“Water, water, see the water flow
Glancing, dancing, see the water flow
Oh wizard of changes, water, water, water
Dark or silvery mother of life
Water, water, holy mystery, heavens daughter
God made a song when the world was new
Waters laughter sings it is true
Oh, wizard of changes, teach me the lesson of flowing“1
I love water, the taste, the sound, the look, the movement, the feel; it makes me happy and living at the seashore gives me the chance to experience water every day of my life.
There is something special about water, life on earth cannot exist without it. Human life evolved from the tetrapods, who in turn evolved from fish, 400 million years ago, as they made their tentative steps onto land and the rest is history, as they say. Our relationship with water goes back to the beginning of time.
The human body consists of 60% water and according to various experts, the brain and heart are composed of 73% water, the lungs 83%, skin 64%, muscles and kidneys 79%, and even the bones are a watery 31%.

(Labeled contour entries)
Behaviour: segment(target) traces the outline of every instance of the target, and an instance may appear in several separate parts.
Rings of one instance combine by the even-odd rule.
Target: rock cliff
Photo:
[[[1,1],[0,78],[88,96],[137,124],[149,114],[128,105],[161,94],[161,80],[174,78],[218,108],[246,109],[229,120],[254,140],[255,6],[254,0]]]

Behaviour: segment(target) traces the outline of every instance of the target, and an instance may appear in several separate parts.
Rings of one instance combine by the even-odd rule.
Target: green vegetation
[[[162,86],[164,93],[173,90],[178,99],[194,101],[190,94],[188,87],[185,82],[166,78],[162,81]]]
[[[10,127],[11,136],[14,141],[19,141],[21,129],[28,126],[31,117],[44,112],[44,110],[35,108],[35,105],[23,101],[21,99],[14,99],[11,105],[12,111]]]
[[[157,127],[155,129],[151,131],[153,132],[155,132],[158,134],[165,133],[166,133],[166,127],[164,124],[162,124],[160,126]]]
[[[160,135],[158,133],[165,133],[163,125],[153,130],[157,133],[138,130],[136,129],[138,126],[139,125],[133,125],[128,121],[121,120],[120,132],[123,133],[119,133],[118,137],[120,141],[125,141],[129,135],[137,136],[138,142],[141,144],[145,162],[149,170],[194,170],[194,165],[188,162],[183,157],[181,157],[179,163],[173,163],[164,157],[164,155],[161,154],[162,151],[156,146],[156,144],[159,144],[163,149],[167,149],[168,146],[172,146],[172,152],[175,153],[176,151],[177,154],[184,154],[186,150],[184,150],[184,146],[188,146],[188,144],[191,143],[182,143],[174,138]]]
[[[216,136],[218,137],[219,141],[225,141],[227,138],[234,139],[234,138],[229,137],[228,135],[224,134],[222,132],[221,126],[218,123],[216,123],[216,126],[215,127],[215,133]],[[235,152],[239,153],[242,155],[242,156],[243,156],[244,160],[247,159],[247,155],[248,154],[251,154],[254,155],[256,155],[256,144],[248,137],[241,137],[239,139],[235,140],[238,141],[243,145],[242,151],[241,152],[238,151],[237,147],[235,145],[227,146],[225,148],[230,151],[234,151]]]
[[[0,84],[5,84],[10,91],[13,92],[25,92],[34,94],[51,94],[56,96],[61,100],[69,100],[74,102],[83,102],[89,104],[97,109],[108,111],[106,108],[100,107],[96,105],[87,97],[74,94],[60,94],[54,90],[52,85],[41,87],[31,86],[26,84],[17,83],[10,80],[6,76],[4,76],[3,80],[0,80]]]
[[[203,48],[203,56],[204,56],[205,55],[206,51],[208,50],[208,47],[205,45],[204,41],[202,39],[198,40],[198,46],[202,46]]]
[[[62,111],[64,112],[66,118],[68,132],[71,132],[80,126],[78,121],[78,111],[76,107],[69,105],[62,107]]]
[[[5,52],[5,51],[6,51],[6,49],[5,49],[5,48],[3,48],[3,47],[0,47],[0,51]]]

Exercise task 1 -> Render the following sentence from the essay on water into Spanish: "I love water, the taste, the sound, the look, the movement, the feel; it makes me happy and living at the seashore gives me the chance to experience water every day of my life."
Exercise task 2 -> Extend the essay on water, picking up after its final sentence.

Written answer 1 -> Amo el agua: su sabor, su sonido, su aspecto, su movimiento, su tacto; me hace feliz, y vivir a la orilla del mar me da la oportunidad de experimentar el agua todos los días de mi vida.

Written answer 2 ->
We are water, so it’s no wonder that the human race has obsessed over this element since time immemorial. All the major religions have water as a major element in their rituals:-
“Water not only gives us life, it is the origin of life. Since the dawn of human consciousness our relationship with water has been profound and enriching. The history of philosophy and the rites of ancient cultures and religions confirm it: in all of them, water is a symbol of life, of purification and hope, values that are a common denominator that unites us and that we should take into account much more.“2
Long before the Romans brought their water culture to Bath in Somerset, the Celtic Druids were worshipping water at countless holy wells throughout the British Isles. Then, in the Eighteenth century, a new fashion began to emerge, based on the healing properties of the water from naturally occurring mineral springs, containing all manner of salts, in varying degrees.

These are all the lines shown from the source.